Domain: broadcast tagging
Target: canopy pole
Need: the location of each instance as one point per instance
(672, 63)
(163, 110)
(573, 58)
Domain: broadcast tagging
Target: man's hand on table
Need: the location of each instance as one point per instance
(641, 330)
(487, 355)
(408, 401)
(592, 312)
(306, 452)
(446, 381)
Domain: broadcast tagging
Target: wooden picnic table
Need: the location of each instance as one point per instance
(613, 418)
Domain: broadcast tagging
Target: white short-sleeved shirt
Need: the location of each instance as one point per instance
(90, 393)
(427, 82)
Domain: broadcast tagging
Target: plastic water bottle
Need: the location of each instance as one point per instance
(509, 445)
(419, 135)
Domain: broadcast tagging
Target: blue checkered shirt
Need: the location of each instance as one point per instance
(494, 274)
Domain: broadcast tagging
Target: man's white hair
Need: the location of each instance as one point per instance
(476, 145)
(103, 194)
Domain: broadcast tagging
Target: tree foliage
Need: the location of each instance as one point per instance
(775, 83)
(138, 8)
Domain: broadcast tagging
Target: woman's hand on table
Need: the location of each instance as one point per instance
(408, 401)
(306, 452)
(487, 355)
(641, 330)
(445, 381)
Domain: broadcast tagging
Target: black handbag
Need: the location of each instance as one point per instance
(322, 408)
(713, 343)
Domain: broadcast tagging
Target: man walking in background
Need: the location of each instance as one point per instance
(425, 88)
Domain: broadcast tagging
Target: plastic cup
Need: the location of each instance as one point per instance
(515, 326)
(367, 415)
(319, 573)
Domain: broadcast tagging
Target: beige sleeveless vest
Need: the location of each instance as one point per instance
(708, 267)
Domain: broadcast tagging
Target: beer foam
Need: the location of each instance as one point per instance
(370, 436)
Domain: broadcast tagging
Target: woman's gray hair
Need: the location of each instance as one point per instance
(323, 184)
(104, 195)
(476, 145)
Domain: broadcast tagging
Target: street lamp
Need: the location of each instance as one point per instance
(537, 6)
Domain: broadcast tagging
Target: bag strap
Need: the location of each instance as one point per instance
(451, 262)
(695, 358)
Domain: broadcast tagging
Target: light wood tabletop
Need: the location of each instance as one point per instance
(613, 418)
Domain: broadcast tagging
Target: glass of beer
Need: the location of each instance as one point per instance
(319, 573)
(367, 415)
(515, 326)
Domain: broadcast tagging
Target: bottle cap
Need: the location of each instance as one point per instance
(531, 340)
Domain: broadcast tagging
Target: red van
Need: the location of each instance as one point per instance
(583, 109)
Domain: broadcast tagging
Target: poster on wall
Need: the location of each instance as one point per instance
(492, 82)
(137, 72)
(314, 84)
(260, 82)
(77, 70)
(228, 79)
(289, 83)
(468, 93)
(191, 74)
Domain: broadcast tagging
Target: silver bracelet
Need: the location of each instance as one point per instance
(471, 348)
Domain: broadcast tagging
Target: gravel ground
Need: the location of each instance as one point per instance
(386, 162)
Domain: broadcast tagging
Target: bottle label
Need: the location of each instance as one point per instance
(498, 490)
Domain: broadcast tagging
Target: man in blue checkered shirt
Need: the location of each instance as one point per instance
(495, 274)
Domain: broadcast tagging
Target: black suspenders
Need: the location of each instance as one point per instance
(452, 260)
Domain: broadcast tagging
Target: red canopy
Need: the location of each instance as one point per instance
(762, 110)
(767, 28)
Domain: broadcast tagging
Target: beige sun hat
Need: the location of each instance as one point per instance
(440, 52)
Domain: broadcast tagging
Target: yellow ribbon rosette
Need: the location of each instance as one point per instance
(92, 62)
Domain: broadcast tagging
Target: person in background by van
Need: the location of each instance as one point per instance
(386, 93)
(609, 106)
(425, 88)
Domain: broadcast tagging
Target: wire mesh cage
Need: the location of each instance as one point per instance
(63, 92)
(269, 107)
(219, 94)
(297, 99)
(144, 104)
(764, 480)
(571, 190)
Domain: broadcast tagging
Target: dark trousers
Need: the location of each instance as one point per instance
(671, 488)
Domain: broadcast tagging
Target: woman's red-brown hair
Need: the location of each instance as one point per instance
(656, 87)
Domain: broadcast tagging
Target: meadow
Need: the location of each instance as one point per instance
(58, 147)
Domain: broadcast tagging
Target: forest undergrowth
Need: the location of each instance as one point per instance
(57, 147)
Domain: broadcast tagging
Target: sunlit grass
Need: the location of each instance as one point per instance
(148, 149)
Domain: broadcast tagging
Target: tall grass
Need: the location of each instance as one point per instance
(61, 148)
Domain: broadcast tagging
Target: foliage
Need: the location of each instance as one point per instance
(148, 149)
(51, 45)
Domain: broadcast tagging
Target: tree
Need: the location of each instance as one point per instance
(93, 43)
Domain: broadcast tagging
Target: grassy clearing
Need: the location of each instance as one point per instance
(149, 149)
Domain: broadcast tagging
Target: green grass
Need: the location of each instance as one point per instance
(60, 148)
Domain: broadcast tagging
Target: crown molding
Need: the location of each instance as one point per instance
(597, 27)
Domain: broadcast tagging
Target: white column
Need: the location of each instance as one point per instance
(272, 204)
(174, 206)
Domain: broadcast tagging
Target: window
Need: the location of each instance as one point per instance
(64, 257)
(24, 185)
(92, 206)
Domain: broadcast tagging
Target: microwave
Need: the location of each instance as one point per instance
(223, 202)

» WRITTEN PROBLEM
Return the entries above exactly as they appear.

» ANSWER TO THE PROBLEM
Domain: broadcast tagging
Target: canopy pole
Need: the location of each instance as one point per instance
(672, 63)
(163, 110)
(573, 58)
Domain: broadcast tagging
Target: man's hand on table
Need: the location of each instance as one point per instance
(641, 330)
(487, 355)
(408, 401)
(592, 312)
(306, 452)
(446, 381)
Domain: broadcast tagging
Target: wooden picnic table
Need: the location of each instance as one point per instance
(613, 418)
Domain: broadcast tagging
Target: white short-sleeved shirt
Need: the location of each instance as one point per instance
(90, 393)
(427, 82)
Domain: broadcast tagging
Target: plastic water bottle
Need: the location of each instance as one point per instance
(509, 445)
(419, 135)
Domain: broadcast tagging
Target: blue checkered shirt
Need: the location of each instance as one point per instance
(494, 274)
Domain: broadcast tagging
Target: man's white hair
Need: the location of each instance as one point per instance
(476, 145)
(103, 194)
Domain: broadcast tagging
Target: tree foliage
Need: the location of each instance as one point per instance
(775, 83)
(138, 8)
Domain: broadcast tagging
Target: woman's hand on table
Need: the location of each instance as one point per instance
(408, 401)
(306, 452)
(487, 355)
(641, 330)
(445, 381)
Domain: broadcast tagging
Target: black handbag
Need: the location of each instance as one point per instance
(322, 408)
(713, 343)
Domain: broadcast tagging
Target: man walking in background
Need: the location of each instance as one point per instance
(425, 88)
Domain: broadcast tagging
Target: plastic cup
Need: the location of each instance as one point per instance
(515, 326)
(367, 415)
(319, 573)
Domain: broadcast tagging
Target: beige sleeveless vest
Need: the location of each instance as one point per instance
(708, 267)
Domain: broadcast tagging
Target: beer foam
Need: the location of each instance as one point per instance
(370, 436)
Domain: broadcast tagging
Target: woman's gray hair
Need: the location of each instance as one point per instance
(323, 184)
(104, 195)
(476, 145)
Domain: broadcast tagging
Target: street lamp
Need: the location of each instance as one point per instance
(537, 6)
Domain: broadcast tagging
Target: bag strap
Need: the location of each instance as one point per instance
(451, 262)
(695, 358)
Domain: broadcast tagging
Target: light wood tabletop
Need: the location of each instance as one point per instance
(613, 418)
Domain: broadcast tagging
Target: glass of beer
Need: the location of each instance as one point per instance
(319, 573)
(367, 415)
(515, 326)
Domain: broadcast tagging
Target: bottle cap
Need: the location of each instance as one point per instance
(531, 340)
Domain: broadcast tagging
Target: red van
Need: the location of each instance as one point per instance
(583, 109)
Domain: broadcast tagging
Target: poster on wall
Need: the location of each instance as one point per instance
(492, 82)
(137, 72)
(314, 84)
(260, 82)
(77, 70)
(228, 79)
(289, 83)
(468, 93)
(191, 74)
Domain: broadcast tagging
Target: silver bracelet
Need: the location of each instance as one point per instance
(471, 348)
Domain: broadcast tagging
Target: gravel ground
Need: the location of each instance as one point per instance
(386, 162)
Domain: broadcast tagging
Target: bottle label
Need: the location of each instance as one point per instance
(498, 490)
Domain: broadcast tagging
Target: man in blue checkered shirt
Need: the location of each instance as one point per instance
(495, 274)
Domain: broadcast tagging
Target: black suspenders
Need: the location of each instance as one point per instance
(452, 260)
Domain: broadcast tagging
Target: red canopy
Need: the location of each instance as one point per instance
(762, 110)
(767, 28)
Domain: broadcast tagging
Target: beige sun hat
Need: the location of each instance as one point per instance
(440, 52)
Domain: broadcast tagging
Target: yellow ribbon rosette
Need: the location of each instance as one point per instance
(92, 62)
Domain: broadcast tagging
Target: person in background by van
Need: the location of each instance as one point per instance
(386, 93)
(609, 106)
(425, 88)
Domain: broadcast tagging
Target: wire mesh cage
Need: the location of each instance as one point per instance
(63, 92)
(269, 107)
(219, 94)
(297, 99)
(144, 104)
(764, 480)
(571, 190)
Domain: broadcast tagging
Target: dark trousers
Need: the location of each instance as one point per instance
(671, 488)
Domain: broadcast tagging
Target: woman's red-brown hair
Need: the location of each instance as one point per instance
(656, 87)
Domain: broadcast tagging
Target: meadow
Need: the location of each instance as one point per instance
(58, 147)
Domain: broadcast tagging
Target: forest undergrowth
Need: the location of each instance as one point per instance
(57, 147)
Domain: broadcast tagging
Target: sunlit grass
Need: the location of each instance as one point per instance
(148, 149)
Domain: broadcast tagging
Target: tall grass
Need: the location of each instance as one point per instance
(61, 148)
Domain: broadcast tagging
Target: foliage
Need: the location of each instance as one point per instance
(148, 149)
(51, 45)
Domain: broadcast tagging
Target: tree
Need: the location of each instance as one point per instance
(93, 43)
Domain: broadcast tagging
Target: grassy clearing
Need: the location of each instance as one point per instance
(149, 149)
Domain: broadcast tagging
Target: green grass
Need: the location of each instance as one point per instance
(60, 148)
Domain: broadcast tagging
Target: crown molding
Need: the location of each instance as one point per instance
(597, 27)
Domain: broadcast tagging
Target: white column
Need: the location of each instance as one point per instance
(272, 204)
(174, 206)
Domain: broadcast tagging
Target: window
Need: the location of each instance as one point per instance
(64, 257)
(24, 185)
(92, 206)
Domain: broadcast tagging
Target: microwave
Need: the location of each instance as one point per instance
(223, 202)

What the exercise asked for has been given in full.